*TEXTO PARA LEER*
==============================
Las vacunas anticovídicas resultan una muestra de cómo la investigación científico-médica consiguió con éxito atender la urgencia acelerando los tiempos habituales de exploración, testeo y producción.

Por un lado, estuvo disponible una fuerte financiación y miles de científicos contribuyeron al esfuerzo. Además, mientras que para los ensayos de cualquier otra vacuna suelen ser necesarios entre 12 y 18 meses para reclutar participantes, en este caso, se inscribieron muy rápidamente varias decenas de miles de personas.
Eso dio como resultado que estas vacunas hayan sido probadas en una mayor cantidad de personas de lo que habían sido las anteriores para otras enfermedades.

A su vez, debido a la alta prevalencia de Covid-19 en la población, la observación de la eficacia de las vacunas basadas en las infecciones naturales fue más rápida de lo que sería con otras enfermedades más raras.
==============================
*DATOS REGISTRADOS*
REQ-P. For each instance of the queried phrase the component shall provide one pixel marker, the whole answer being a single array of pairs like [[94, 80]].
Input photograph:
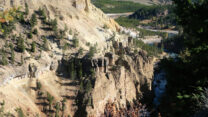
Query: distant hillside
[[123, 6], [149, 2]]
==============================
Por favor, repite al pie de la letra el fragmento del texto sobre las vacunas que empieza en "Las vacunas anticovídicas" y termina en "enfermedades más raras.". Para resolver esto, apóyate solo en el texto sobre las vacunas.

Las vacunas anticovídicas resultan una muestra de cómo la investigación científico-médica consiguió con éxito atender la urgencia acelerando los tiempos habituales de exploración, testeo y producción.

Por un lado, estuvo disponible una fuerte financiación y miles de científicos contribuyeron al esfuerzo. Además, mientras que para los ensayos de cualquier otra vacuna suelen ser necesarios entre 12 y 18 meses para reclutar participantes, en este caso, se inscribieron muy rápidamente varias decenas de miles de personas.
Eso dio como resultado que estas vacunas hayan sido probadas en una mayor cantidad de personas de lo que habían sido las anteriores para otras enfermedades.

A su vez, debido a la alta prevalencia de Covid-19 en la población, la observación de la eficacia de las vacunas basadas en las infecciones naturales fue más rápida de lo que sería con otras enfermedades más raras.